__Schriftliche Aufgabe 1__
Übersetzen Sie bitte den Satz „Ich bin sehr besorgt, denn die Perspektiven sind noch schwieriger geworden.“ aus dem bereitgestellten Text ins Englische.
__Schriftliche Aufgabe 2__
Zählen Sie die Zeilen der Datensätze, die das Wort „backpack“ enthalten, und nennen Sie nur die Anzahl. Groß- und Kleinschreibung ist dabei zu beachten.

__Bereitgestellter Text__
„Die Ansicht des Papstes ist mir nur schwer erklärlich“

■ Luzie Schüller, Konfliktberaterin bei Rat und Hilfe (Caritas) in Aachen, über die Direktive aus Rom und katholische Beratung in der Praxis

taz: Der Theologe Hans Küng sagt: Die Kirche ist autoritätsfixiert. Sie bekommen das jetzt hart zu spüren.

Luzie Schüller: Ich bin nicht ganz einer Meinung mit Hans Küng, er verallgemeinert sehr stark. Aber in diesem Fall würde ich mir wünschen, dass Ortskirchen mehr Entscheidungsfreiheit hätten. Ich bin sehr besorgt, denn die Perspektiven sind noch schwieriger geworden.

Warum nicht in mehr Fällen?

Wir haben auch eine weltkirchliche Verantwortung, die Einheit der Kirche, die der Papst garantiert, ist da ein hohes Gut. Aber bei unserer Konfliktberatung ist mir die Ansicht des Papstes schwer erklärlich: Kein Land in Europa hat so ausgeprägte Lebensschutzgesetze. Andere Länder können dagegen locker mit Abtreibungen hantieren und haben gar keine Probleme mit Rom.

Kommen Frauen mit Schwangerschaftskonflikt in diesen Monaten des Streits noch genauso zahlreich in Ihre Beratung?

Ja, die Zahlen sind sogar gestiegen. Die Leute sind gut informiert, und wir werden weiterhin empfohlen. Es lohnt sich, zu uns zu gehen.

Warum?

(Einige Datensätze)
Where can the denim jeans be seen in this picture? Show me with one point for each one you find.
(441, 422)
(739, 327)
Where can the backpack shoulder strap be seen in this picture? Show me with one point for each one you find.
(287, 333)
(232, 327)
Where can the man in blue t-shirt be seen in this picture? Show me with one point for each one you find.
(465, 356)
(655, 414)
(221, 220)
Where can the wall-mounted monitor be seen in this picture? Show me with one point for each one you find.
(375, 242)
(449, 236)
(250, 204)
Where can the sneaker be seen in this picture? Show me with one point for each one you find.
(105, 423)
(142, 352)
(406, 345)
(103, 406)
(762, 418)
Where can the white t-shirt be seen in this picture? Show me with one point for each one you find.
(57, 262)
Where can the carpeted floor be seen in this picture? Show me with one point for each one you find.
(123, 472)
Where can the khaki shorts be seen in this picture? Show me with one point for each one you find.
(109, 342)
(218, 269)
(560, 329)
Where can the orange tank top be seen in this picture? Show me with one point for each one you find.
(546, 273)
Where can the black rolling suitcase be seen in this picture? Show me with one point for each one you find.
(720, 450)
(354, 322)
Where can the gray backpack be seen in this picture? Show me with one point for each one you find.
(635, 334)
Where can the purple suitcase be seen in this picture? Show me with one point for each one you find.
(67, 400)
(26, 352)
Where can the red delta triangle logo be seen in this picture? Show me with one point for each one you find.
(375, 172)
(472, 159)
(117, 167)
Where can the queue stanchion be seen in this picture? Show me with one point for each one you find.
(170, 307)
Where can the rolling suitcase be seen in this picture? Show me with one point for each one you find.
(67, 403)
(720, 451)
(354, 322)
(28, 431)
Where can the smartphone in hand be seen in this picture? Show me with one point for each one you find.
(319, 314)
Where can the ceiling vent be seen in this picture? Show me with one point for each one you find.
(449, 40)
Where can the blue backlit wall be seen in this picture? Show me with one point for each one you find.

__Ausgearbeitete Lösung 1__
I am very worried, because the prospects have become even more difficult.

__Ausgearbeitete Lösung 2__
2